**TASK OBJECTIVE:**
Your task is to return the span of lines beginning at the one with "of the fireplace" and ending at the last line of the data, exactly as it stands.

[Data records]
▬▬▬

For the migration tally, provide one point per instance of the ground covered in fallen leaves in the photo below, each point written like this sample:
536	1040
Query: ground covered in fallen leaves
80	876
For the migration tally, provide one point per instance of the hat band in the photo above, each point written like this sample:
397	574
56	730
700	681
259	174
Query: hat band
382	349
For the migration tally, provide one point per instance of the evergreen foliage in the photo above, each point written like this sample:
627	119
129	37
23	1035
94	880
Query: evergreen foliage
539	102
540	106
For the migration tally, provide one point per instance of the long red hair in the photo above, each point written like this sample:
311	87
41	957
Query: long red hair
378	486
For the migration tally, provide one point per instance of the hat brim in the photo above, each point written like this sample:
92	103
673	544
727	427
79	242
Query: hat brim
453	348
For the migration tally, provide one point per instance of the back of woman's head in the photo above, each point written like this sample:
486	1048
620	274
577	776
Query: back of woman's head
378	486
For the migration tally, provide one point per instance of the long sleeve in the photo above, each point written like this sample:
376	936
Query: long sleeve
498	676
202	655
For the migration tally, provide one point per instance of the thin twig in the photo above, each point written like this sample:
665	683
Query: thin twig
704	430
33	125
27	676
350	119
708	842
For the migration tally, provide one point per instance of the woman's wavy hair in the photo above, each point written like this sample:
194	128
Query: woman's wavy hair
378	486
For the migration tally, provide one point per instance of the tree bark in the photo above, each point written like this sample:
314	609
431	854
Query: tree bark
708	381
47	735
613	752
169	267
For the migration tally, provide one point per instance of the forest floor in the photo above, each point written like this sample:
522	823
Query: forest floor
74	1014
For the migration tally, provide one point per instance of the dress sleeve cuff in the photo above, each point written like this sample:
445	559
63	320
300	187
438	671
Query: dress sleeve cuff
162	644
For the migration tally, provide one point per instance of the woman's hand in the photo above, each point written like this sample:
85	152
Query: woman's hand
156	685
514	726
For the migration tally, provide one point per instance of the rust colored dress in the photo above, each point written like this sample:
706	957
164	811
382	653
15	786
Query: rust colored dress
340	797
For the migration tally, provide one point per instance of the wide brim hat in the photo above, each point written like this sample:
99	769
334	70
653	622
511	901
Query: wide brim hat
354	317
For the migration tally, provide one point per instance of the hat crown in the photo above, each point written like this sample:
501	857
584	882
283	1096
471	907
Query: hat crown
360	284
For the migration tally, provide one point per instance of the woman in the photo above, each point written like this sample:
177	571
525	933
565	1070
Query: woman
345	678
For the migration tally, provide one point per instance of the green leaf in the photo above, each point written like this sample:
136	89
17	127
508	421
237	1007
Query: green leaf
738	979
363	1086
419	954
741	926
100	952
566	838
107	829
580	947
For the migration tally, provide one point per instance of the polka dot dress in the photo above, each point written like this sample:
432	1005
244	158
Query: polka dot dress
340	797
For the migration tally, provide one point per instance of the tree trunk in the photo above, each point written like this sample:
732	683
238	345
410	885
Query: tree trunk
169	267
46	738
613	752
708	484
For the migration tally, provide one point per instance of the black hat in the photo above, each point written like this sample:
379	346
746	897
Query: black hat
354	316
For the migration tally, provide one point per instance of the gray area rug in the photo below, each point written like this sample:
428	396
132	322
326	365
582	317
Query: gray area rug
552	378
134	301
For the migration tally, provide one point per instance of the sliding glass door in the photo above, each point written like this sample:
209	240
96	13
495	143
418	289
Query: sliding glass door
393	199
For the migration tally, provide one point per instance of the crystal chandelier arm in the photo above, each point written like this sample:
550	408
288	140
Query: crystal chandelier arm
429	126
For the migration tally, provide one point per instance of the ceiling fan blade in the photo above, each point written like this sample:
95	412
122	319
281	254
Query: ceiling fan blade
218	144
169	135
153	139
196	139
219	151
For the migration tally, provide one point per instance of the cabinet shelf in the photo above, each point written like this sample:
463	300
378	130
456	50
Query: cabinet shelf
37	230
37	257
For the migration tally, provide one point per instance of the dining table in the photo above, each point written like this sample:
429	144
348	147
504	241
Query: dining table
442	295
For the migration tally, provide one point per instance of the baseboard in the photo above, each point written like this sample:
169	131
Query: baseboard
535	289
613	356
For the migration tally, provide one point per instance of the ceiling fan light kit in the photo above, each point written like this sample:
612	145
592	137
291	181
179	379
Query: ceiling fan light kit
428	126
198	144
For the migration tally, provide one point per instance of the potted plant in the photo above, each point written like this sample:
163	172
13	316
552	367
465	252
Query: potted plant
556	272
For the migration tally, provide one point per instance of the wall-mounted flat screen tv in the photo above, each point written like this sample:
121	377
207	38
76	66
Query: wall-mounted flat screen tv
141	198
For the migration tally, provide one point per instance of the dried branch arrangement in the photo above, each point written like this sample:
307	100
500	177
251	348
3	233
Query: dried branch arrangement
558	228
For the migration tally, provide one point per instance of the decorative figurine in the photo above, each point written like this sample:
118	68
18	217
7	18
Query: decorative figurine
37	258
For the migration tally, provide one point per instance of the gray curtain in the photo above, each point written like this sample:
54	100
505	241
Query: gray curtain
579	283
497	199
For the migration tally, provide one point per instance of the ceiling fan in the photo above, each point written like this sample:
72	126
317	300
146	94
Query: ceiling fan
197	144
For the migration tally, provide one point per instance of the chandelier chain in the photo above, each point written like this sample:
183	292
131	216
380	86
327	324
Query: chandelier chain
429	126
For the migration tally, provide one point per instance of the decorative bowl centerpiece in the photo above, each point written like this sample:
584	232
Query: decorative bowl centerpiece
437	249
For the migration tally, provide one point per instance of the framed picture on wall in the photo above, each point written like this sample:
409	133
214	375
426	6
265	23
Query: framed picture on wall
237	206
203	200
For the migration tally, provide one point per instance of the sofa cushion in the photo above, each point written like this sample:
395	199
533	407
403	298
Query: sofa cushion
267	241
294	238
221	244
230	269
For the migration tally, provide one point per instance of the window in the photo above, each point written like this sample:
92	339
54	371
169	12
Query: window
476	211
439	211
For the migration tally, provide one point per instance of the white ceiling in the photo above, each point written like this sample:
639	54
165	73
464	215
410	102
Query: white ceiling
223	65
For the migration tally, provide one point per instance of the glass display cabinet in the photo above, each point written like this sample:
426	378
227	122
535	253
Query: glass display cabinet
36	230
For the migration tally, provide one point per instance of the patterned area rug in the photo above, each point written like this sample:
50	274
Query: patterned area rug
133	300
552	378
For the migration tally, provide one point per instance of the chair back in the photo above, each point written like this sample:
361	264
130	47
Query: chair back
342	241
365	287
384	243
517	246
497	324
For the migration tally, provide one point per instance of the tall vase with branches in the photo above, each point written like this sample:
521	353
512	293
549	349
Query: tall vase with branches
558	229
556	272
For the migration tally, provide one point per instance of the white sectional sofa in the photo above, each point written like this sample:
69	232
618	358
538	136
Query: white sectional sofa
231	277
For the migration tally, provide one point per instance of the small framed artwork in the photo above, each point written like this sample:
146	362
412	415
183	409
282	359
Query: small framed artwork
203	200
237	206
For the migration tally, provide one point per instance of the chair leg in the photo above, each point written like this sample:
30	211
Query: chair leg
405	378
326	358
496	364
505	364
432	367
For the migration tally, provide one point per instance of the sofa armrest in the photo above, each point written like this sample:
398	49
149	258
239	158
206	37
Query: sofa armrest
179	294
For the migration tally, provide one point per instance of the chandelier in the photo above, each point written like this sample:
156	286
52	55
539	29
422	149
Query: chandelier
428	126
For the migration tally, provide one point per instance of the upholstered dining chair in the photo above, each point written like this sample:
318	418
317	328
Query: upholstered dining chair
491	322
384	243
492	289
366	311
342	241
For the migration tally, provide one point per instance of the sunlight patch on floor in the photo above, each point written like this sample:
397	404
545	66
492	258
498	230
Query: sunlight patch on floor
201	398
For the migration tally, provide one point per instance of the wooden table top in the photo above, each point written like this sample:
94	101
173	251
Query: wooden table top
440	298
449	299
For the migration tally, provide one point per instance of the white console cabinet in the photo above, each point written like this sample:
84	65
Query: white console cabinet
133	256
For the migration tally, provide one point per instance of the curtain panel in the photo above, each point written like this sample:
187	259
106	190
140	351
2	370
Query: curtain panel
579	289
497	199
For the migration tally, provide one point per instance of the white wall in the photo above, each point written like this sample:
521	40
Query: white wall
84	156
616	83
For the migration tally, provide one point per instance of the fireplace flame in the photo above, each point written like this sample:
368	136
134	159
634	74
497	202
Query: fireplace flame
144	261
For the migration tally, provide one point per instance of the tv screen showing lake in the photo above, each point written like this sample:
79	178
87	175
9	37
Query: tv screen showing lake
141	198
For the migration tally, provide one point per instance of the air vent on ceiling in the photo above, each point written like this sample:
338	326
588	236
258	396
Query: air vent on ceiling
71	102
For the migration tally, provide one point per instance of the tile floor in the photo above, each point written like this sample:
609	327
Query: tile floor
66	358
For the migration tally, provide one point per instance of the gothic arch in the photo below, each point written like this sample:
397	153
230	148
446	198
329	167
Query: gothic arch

▬▬▬

**FINISHED TASK:**
For the migration tally, provide one point per instance of the fireplace flame in the photo above, each point written like this sample:
368	136
134	159
634	74
497	202
Query: fireplace flame
144	261
For the migration tally, provide one point per instance of the tv screen showing lake in the photo above, each point written like this sample:
79	178
87	175
9	37
Query: tv screen showing lake
141	198
For the migration tally, provide one point per instance of the air vent on ceiling in the photo above, each point written like this sample:
338	326
588	236
258	396
Query: air vent on ceiling
71	102
For the migration tally, provide one point per instance of the tile floor in the photo above, each point written like this sample:
609	327
Query: tile floor
66	358
For the migration tally, provide one point per instance of the gothic arch in the photo below, each point written like this sample:
397	153
230	148
446	198
329	167
Query: gothic arch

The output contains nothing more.